_SUPPLIED TEXT_.
Distributors need to transform”

Distributors are just box shifters”

Distributors just fulfill orders for 15% margin”

Distributors earn money just for being a middleman”

All of these phrases we hear on a regular basis. Where are these sayings coming from?

They are coming from the US market as well as people who only know the US distributors.

I’m not at all surprised that US vendors look negatively on distribution when all they know is the traditional distributors who do offer no value.

What does the US distributor do to have these negative impressions cast upon them?

The answer is not what they do, it’s what they don’t do.

We’ve sat in with many distributors in Europe and APAC when working with vendors from outside of their region and they always become experts in the product and processes of the vendors that they work with.

The distributors in Europe can not only support the products but can also implement solutions, recruit partners, train partners, support partners and act as a true extension of the vendor in their own territory.

We’ve worked with US distributors before and to get anywhere close to the levels of service of the European and APAC distributors it required funded heads on business development and a huge bill for campaigns run by the distributor towards their partners when that was their original role in the first place.

We’ve seen it happen in Europe too where a distributor will charge to send emails to their own database of partners but should that be happening?

We know many distributors who have that as part of their service. They make the money on margin and the more partners they recruit, the more revenue they make. It’s a no brainer but having access to resellers often clouds the bigger picture with pound signs from doing activities that get to that point.

Pointing dataset excerpts
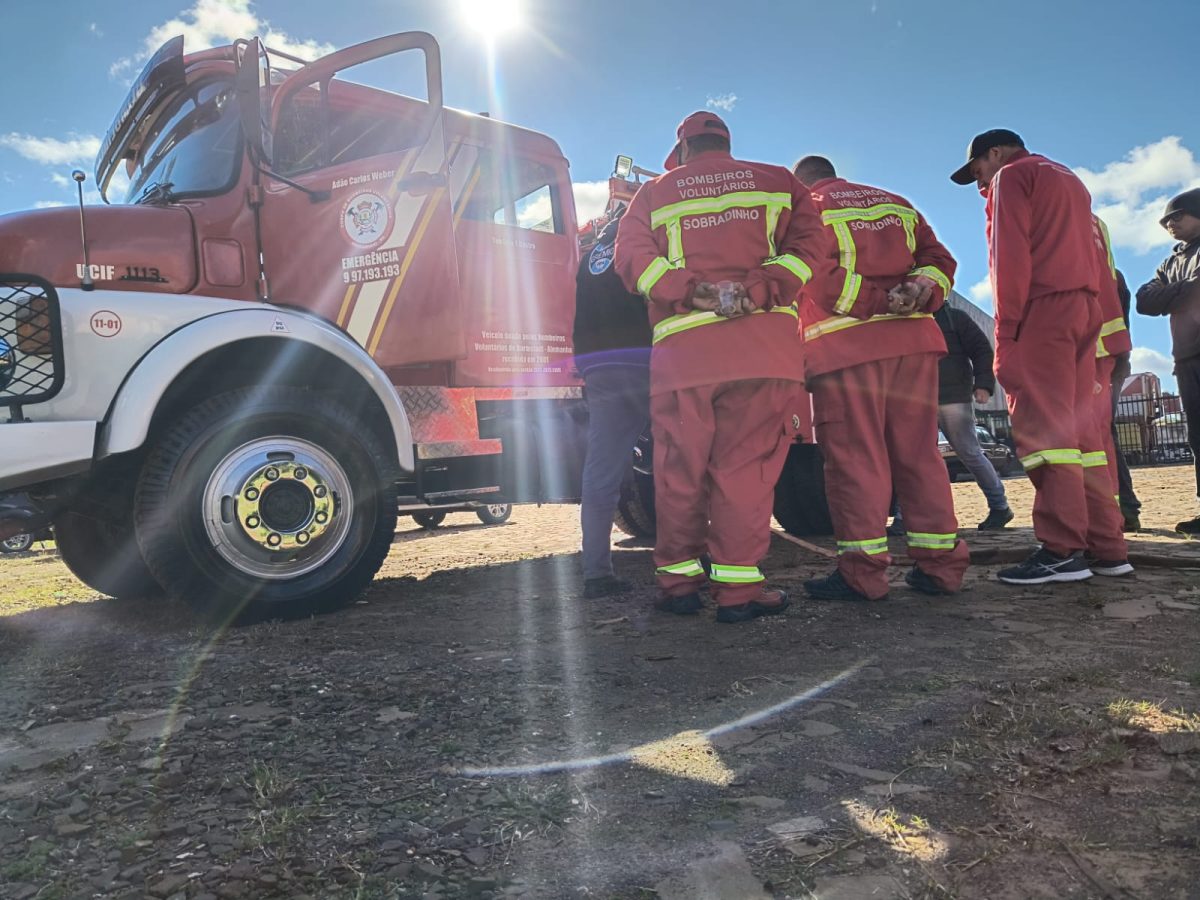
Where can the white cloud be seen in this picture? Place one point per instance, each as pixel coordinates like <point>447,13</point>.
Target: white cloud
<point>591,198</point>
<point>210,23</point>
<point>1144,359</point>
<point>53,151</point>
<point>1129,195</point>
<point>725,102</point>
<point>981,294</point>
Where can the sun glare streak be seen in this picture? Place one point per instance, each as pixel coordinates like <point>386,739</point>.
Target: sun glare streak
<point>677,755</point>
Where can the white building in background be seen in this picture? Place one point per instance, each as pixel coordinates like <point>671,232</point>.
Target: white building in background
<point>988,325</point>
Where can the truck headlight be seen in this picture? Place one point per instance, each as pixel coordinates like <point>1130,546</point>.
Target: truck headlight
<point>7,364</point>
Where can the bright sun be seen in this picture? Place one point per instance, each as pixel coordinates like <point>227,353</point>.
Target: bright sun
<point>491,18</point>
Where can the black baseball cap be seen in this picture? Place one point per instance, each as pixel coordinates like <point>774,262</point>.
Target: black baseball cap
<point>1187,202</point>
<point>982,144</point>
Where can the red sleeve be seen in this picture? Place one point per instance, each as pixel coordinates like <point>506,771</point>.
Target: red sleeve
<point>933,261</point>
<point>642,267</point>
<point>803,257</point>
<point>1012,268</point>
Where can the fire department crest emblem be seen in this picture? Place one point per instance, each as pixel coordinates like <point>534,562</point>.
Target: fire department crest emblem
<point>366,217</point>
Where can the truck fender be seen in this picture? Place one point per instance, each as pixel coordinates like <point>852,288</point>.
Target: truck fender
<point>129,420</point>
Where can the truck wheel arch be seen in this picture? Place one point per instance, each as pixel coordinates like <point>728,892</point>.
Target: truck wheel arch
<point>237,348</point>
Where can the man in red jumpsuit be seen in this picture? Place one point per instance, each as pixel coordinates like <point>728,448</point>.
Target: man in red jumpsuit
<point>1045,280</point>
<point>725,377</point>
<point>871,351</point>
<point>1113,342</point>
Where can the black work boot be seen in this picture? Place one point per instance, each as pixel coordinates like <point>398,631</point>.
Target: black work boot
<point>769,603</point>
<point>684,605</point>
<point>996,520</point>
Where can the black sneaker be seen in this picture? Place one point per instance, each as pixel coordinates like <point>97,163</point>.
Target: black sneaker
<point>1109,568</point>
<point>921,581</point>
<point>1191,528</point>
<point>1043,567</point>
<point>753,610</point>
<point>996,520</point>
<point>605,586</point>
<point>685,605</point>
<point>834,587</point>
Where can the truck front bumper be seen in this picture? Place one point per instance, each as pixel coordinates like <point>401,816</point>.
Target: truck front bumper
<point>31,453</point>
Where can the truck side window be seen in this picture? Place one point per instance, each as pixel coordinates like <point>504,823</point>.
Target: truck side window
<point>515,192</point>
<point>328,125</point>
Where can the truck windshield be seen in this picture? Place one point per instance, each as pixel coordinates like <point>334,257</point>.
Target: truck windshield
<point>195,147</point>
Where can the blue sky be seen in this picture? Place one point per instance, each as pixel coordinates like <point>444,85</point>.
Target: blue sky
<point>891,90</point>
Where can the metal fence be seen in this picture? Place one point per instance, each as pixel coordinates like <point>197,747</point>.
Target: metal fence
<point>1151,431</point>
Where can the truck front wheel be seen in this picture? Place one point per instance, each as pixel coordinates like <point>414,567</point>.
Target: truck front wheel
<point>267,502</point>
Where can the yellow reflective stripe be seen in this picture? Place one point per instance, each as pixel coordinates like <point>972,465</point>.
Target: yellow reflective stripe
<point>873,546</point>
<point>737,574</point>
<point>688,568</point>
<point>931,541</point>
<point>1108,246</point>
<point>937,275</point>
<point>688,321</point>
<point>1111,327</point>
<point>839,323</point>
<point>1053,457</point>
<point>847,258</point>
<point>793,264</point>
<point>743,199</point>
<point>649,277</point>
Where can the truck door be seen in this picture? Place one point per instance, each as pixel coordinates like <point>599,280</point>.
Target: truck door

_GIVEN TASK A_.
According to the article on distributors, where are the negative sayings about distributors coming from?
_GIVEN TASK B_.
For each statement, say whether it agrees with the article on distributors, and quote the words that decide it: (i) Distributors in Europe can recruit and train partners. (ii) Getting US distributors close to European service levels needed no extra funding. (iii) Charging to send emails to a distributor's own partner database also happens in Europe.
_GIVEN TASK C_.
Using the article on distributors, explain why the writer is not surprised that US vendors look negatively on distribution.

_TASK RESULT A_.
They come from the US market and from people who only know the US distributors.

_TASK RESULT B_.
(i) Yes: "recruit partners, train partners, support partners"
(ii) No: "it required funded heads on business development and a huge bill for campaigns run by the distributor towards their partners"
(iii) Yes: "We’ve seen it happen in Europe too where a distributor will charge to send emails to their own database of partners"

_TASK RESULT C_.
All US vendors know is the traditional distributors, who offer no value. The article says the negative impression comes from what US distributors don't do, not from what they do.